WHAT IS REQUIRED: Write out every line of the records below exactly as it appears, omitting the pictures.

[Data extracted from a collection]

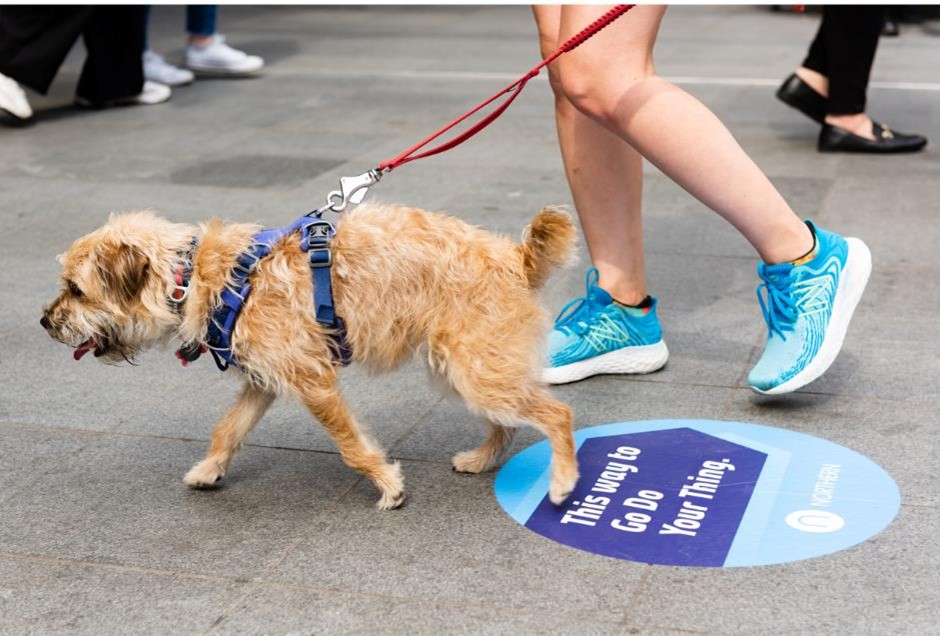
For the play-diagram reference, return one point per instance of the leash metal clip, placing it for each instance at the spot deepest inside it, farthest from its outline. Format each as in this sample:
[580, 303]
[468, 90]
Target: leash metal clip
[352, 190]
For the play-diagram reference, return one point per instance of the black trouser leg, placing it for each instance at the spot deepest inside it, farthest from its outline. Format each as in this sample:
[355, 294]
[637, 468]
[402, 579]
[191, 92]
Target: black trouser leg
[35, 40]
[843, 51]
[113, 68]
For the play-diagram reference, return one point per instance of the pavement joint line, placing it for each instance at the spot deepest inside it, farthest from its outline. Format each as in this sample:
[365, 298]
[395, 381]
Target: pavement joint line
[85, 431]
[686, 80]
[421, 419]
[121, 567]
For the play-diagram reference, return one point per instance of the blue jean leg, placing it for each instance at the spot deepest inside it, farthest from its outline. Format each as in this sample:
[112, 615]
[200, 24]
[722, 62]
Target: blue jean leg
[201, 18]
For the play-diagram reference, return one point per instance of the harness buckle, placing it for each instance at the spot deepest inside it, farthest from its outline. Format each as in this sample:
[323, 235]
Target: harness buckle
[320, 257]
[179, 294]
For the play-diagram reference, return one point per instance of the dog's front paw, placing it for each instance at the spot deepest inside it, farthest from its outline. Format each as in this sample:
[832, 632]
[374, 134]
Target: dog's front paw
[204, 474]
[561, 487]
[390, 501]
[470, 462]
[392, 486]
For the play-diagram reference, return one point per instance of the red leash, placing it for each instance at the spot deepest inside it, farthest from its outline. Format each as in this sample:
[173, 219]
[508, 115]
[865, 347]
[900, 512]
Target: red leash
[515, 88]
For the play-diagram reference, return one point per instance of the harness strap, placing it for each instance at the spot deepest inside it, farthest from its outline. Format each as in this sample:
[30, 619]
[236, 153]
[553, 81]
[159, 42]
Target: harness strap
[315, 240]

COMPLETE ANSWER:
For the play-diagram reference, return one point per instance of the leash metal clip, placing it for each instance at the spot deepest inside it, farthest from its outline. Format each as in this sample:
[580, 303]
[468, 90]
Target: leash metal clip
[352, 190]
For the play-diagram reference, return one point per instance of the black trouser leg, placing it for each instance at the spot deepest inside it, farthest from its outline. Format each as in this sample:
[355, 294]
[637, 468]
[402, 579]
[191, 92]
Target: black trouser leg
[35, 40]
[843, 51]
[113, 68]
For the play-diagram reference, return one point per instance of the pavement joint line, placing it for each instance at the spot deepest inside it, farthest from its outline. Format each as in this sample:
[365, 298]
[395, 381]
Target: pavement joint line
[85, 431]
[686, 80]
[421, 419]
[121, 567]
For the play-diagram reference, return one point per instance of the blue jean leg, placing it for each instance at the spot deepest inside it, farthest from its outline. Format each as in this sample:
[112, 615]
[200, 24]
[722, 62]
Target: blue jean leg
[201, 18]
For the play-diagram reference, return one point per instance of the harness buckle, placing it for each instance at the spot deepest inside it, farthest from its outline. Format each as in this sample:
[323, 235]
Target: harness buckle
[320, 257]
[179, 294]
For the play-diagram reference, return one point per instance of the dog's front paw, placing it for each instance at the spot deepest inside it, farthest from its outline. Format each as in this sample:
[832, 632]
[374, 134]
Target: dog's front paw
[204, 474]
[561, 487]
[390, 501]
[470, 462]
[392, 486]
For the play-diagram reference, return one point per instance of the red leash, placing it for each instance at the spot deepest inside it, farthest from its outline. Format each as in this sample:
[173, 219]
[508, 115]
[865, 347]
[900, 512]
Target: red leash
[515, 88]
For the play-diagram reference, return one point per instance of the harness strap, placing it for each instance at the spot deepest inside it, farthest from its outline. Format each as in this sample:
[30, 619]
[236, 153]
[553, 81]
[159, 42]
Target: harness strap
[315, 240]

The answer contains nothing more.